WHAT THIS EXERCISE ASKS:
1. According to the passage on "Project Fear" below, who coined the phrase?
2. Please resume the passage on "Project Fear" below, picking up right after its final sentence.

EXTRACT PROVIDED:
+++

"Project Fear" is a term that has entered common usage in British politics in the 21st century, mainly in relation to two major referendum debates: the 2014 Scottish independence referendum, and then again during and after the 2016 UK referendum on EU membership (Brexit).

The phrase has been used to characterise claims of economic and socio-political dangers—primarily those that would result from a change to the existing political status quo—as scaremongering and pessimism.

2014 Scottish independence referendum
The phrase was coined by Rob Shorthouse, who was the "Better Together" campaign's director of communications during the Scottish independence referendum and first appeared in Scotland's Herald newspaper in 2013. It was originally intended as a joke, “an ironic suggestion for Yes Scotland – a handy name it could use in its constant complaints about Better Together’s alleged Unionist scaremongering”. However it was subsequently adopted by Scottish nationalists after Shorthouse used it in conversation with journalists at the Scottish Conservatives party conference in June 2013 and it entered print. Scottish National Party leader Alex Salmond used it to taunt unionist campaigner Alistair Darling during a televised debate.

+++

EXTRACTED DATA:
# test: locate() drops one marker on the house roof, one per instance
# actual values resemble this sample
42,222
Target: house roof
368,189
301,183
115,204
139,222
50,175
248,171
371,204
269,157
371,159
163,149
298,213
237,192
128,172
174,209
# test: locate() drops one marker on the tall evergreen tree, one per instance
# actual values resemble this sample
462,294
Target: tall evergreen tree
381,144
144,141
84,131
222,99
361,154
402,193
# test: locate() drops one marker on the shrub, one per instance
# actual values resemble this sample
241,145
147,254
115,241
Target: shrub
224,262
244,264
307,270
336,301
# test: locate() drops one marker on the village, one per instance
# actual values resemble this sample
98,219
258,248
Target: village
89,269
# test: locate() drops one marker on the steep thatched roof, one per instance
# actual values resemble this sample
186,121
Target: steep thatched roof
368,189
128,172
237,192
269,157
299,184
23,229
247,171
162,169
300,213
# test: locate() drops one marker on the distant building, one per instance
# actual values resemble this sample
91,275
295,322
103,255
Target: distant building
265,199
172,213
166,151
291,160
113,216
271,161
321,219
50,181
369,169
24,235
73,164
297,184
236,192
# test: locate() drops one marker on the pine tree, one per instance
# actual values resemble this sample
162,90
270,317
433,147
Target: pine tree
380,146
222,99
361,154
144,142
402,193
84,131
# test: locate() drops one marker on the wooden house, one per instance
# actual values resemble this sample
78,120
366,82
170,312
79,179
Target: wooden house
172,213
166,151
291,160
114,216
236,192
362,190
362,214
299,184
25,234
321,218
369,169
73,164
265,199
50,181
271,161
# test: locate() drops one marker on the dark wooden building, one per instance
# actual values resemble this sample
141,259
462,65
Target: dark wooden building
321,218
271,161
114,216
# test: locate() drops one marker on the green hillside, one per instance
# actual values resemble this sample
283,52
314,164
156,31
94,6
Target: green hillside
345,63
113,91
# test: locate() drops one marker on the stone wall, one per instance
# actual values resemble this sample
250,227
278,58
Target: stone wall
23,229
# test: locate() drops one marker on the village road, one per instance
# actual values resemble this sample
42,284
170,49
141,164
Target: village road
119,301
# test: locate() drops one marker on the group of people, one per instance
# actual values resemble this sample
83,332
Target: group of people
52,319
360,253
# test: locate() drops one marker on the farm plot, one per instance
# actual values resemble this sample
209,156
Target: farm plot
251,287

+++

RESULTS IN ORDER:
1. Rob Shorthouse, director of communications for the "Better Together" campaign during the Scottish independence referendum.

2.
2016 EU membership referendum
It later reappeared during EU membership referendum campaigning ahead of the 2016 UK referendum on EU membership, being used to criticise the campaign being run by Britain Stronger in Europe, supporters of the UK remaining in the European Union. Former Mayor of London and key figurehead of the Leave campaign Boris Johnson re-introduced the term. He put forward claims that the pro-EU campaign was guilty of scaremongering, saying that "the agents of Project Fear" were trying to "spook" the British public into voting against British withdrawal from the European Union.

The phrase was also used by those who were in favour of Britain remaining within the European Union, Labour Shadow Chancellor John McDonnell said that "The EU referendum is about our future relationship with Europe, not who is the next leader of the Tory Party ... the Labour leadership will not go anywhere near the Tories' 'project fear' campaign on both sides of the debate. But instead we will continue to set out the positive case to 'Remain and Reform' the EU to create 'Another Europe' ... Another Europe is not just possible but urgently and vitally needed, which is why we must reject the offer of a Tory Brexit.".

In a speech, Remain campaigner Alistair Darling said "Project Fear? In fact, it is a reality check. The kind anyone would take before making such an enormous decision in their lives." David Cameron, who resigned as Prime Minister after the referendum result, rejected any allegations of fear-mongering, saying that "The only project I'm interested in is Project Fact. Project Fact is about saying: 'Stay in and you know what you'll get.'" Others, such as the Mayor of London Sadiq Khan, have stated that the Leave side had also been scaremongering with false claims of imminent Turkish accession to the EU.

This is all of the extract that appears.